* Records provided
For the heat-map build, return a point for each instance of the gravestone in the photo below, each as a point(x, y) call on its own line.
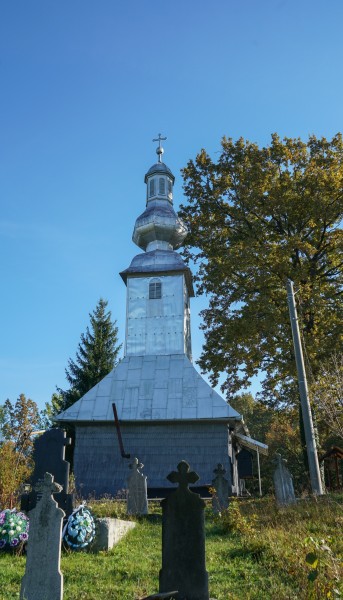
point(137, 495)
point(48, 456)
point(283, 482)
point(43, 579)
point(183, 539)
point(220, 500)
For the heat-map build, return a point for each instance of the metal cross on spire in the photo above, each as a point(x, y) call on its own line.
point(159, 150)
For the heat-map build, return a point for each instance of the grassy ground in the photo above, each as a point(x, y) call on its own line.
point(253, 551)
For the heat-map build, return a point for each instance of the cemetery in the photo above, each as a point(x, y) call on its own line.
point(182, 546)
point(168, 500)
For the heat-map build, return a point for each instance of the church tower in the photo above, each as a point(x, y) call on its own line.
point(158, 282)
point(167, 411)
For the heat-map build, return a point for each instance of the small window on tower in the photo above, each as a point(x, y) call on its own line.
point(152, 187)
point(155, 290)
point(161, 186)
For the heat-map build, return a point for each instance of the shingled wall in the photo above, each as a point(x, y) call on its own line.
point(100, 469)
* * *
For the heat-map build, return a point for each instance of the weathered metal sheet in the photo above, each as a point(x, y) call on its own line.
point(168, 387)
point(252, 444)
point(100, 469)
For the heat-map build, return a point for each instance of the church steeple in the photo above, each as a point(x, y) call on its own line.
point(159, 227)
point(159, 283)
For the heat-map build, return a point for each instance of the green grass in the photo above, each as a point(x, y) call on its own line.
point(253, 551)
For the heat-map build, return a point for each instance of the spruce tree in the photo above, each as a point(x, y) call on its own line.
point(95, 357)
--
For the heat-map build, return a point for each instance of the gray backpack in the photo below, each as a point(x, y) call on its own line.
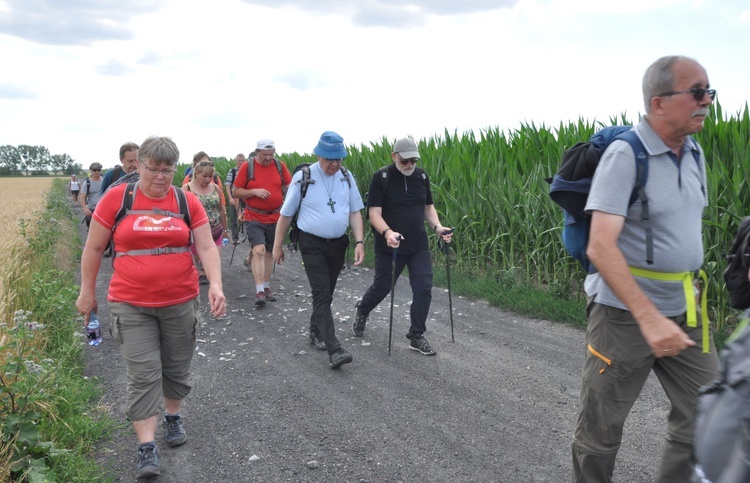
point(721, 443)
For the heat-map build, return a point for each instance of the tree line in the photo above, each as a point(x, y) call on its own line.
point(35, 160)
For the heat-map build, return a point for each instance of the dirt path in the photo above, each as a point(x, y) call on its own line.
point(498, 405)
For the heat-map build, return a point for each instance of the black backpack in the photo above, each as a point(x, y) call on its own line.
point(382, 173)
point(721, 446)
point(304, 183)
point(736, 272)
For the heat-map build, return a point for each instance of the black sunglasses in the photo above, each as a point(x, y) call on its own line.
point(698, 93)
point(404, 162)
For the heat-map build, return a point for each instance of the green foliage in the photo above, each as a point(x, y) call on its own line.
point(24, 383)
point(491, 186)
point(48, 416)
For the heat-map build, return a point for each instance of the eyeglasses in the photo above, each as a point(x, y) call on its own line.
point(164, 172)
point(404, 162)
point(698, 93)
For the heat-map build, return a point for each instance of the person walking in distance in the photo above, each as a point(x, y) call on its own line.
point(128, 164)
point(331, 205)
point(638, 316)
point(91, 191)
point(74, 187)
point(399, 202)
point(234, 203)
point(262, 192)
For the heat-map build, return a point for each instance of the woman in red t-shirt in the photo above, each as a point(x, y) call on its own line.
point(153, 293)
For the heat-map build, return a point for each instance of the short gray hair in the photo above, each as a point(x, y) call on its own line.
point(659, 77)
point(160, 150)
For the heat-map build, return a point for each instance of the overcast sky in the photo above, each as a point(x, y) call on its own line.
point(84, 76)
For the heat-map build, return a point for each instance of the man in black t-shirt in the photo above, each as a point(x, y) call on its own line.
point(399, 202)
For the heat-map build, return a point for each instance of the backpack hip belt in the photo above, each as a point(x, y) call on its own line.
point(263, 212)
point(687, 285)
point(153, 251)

* What is expected
Rewrite only the records from the line containing "of the gray" through the line containing "point(262, 192)", requests included, multiplying every point coordinate in the answers by 1.8 and rounding to whole numbers, with halves rounded up. Omit the pictures.

* Correct result
For the heat-map build, return a point for each instance of the gray backpack in the photo below, each as a point(x, y) call on its own line.
point(1298, 797)
For the heat-map build, return a point for each instance of the tree line in the photo above, each as a point(x, y) call on its own line.
point(63, 288)
For the heat-map build, return a point for each instance of the dirt path in the photo above, each as a point(x, y) call on its own line.
point(896, 729)
For the heat-map build, return a point for each instance of the black backpack in the photo above, each as a point(x, y) call on its own line.
point(688, 311)
point(1298, 803)
point(547, 329)
point(1325, 490)
For the heat-map build, return a point for each instance of the black sunglasses in the photo above, each as a point(x, y) call on its own line.
point(1256, 167)
point(727, 292)
For the heat-map build, return a point for each instance of the green foliage in the photo above, each as a point(x, y) call on its own line.
point(43, 689)
point(884, 335)
point(86, 749)
For the heat-map build, return a point for each instance of the eyeglasses in the photo above, each as a point(x, y) call on its own line.
point(295, 310)
point(727, 292)
point(1256, 167)
For the heat-map build, return a point for each instance of the person walking in distance in the photo above, each as a point(x, y) call on its own line.
point(230, 295)
point(596, 369)
point(1148, 569)
point(164, 344)
point(133, 337)
point(718, 364)
point(421, 365)
point(472, 346)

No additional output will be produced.